Selected extract>

+ + + + + + +

Anyone who has walked along the path through Bee Wood below Froggatt Edge must have momentarily paused at the strange tomb like structures on the edge of the path and wondered what they were. I certainly have done, and unable to find any information about them in my Peak District books or on the internet, I contacted the National Trust who manage the woodland, and I am delighted to report that I now have the answer!
Apparently they are part of a water company piping system along the path which is known locally as the ‘pipe track’. The rectangular gritstone structures cover vent and access holes to the ‘cut and cover’ pipe. The pipe was apparently a dug ditch that was covered in an arch of bricks then covered back over.
Chatsworth gardens are famous for their stunning water features, most notably the Emperor Fountain and the Cascade. One of the lesser known features however is The Aqueduct, where water cascades 80 feet from the end of a ‘broken’ aqueduct. As it is located just outside of the walled gardens, you can visit it free of charge by walking up the track into the woodland behind Chatsworth House.
The Aqueduct dates from 1839 at the time when Joseph Paxton designed the pools and fountains at Chatsworth for the 6th Duke of Devonshire. It formed part of the flow of water that supplied the Cascade. It is believed to have been inspired by a similar but much larger structure in a grand garden near Kassel in Germany.
These photographs were taken yesterday on our ‘Charms of Chatsworth’ open group guided walk. Details of all our guided walks can be found at http://www.peakwalking.com
Yesterday our half day guided walk passed along Burbage Edge – one of the high gritstone edges that the Dark Peak area is famous for. The views are stunning and it is a great walk, but years ago it was once the site of several small quarries producing millstones and occasionally other stone objects such as drinking troughs.
This magnificent trough can be found on the path that leads down from Burbage Edge towards the A6187. Due to its size I can quite easily imagine that it might have been destined to be a horse drinking trough at a coaching inn, or maybe in a town centre. It is quite easy to see why it was abandoned before the stone masons had finished it, as there is a massive crack right across it.
It is interesting as being unfinished, you can see the process that was used to produce these stone troughs. The stone was first crafted into a huge rectangle, then a channel was chiseled out inside leaving a stone ‘island’ than would eventually be hacked out leaving the perfect trough.
One of the most distinctive hills in the Peak District with its twin summits, Crook Hill is surrounded on three sides by Ladybower Reservoir and is easily visible from the A57 road. The highest of the summits stands at 382 meters above sea level with the slightly lower one nearer to the farm being 374 meters.

+ + + + + + +

Text-to-region grounding data>
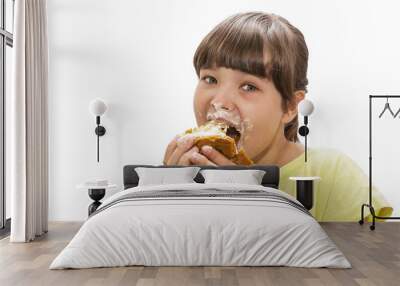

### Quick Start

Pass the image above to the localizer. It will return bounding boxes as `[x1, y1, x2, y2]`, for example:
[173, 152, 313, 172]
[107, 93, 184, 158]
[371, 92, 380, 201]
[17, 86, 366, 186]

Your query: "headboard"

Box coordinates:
[124, 165, 279, 189]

+ + + + + + +

Work order 1> Reproduce the part of the Peak District passage starting with "The Aqueduct dates" and going on through "as drinking troughs.".
Work order 2> Summarize the Peak District passage in two sentences.
These rows were drawn from a different source than the Peak District passage.

Answer box 1>
The Aqueduct dates from 1839 at the time when Joseph Paxton designed the pools and fountains at Chatsworth for the 6th Duke of Devonshire. It formed part of the flow of water that supplied the Cascade. It is believed to have been inspired by a similar but much larger structure in a grand garden near Kassel in Germany.
These photographs were taken yesterday on our ‘Charms of Chatsworth’ open group guided walk. Details of all our guided walks can be found at http://www.peakwalking.com
Yesterday our half day guided walk passed along Burbage Edge – one of the high gritstone edges that the Dark Peak area is famous for. The views are stunning and it is a great walk, but years ago it was once the site of several small quarries producing millstones and occasionally other stone objects such as drinking troughs.

Answer box 2> The rectangular gritstone structures along the path through Bee Wood cover vent and access holes to a water company's pipe, and the Aqueduct near Chatsworth House, dating from 1839, is where water cascades 80 feet from the end of a "broken" aqueduct. An unfinished stone trough with a massive crack lies on the path down from Burbage Edge, and Crook Hill, surrounded on three sides by Ladybower Reservoir, has twin summits of 382 and 374 meters.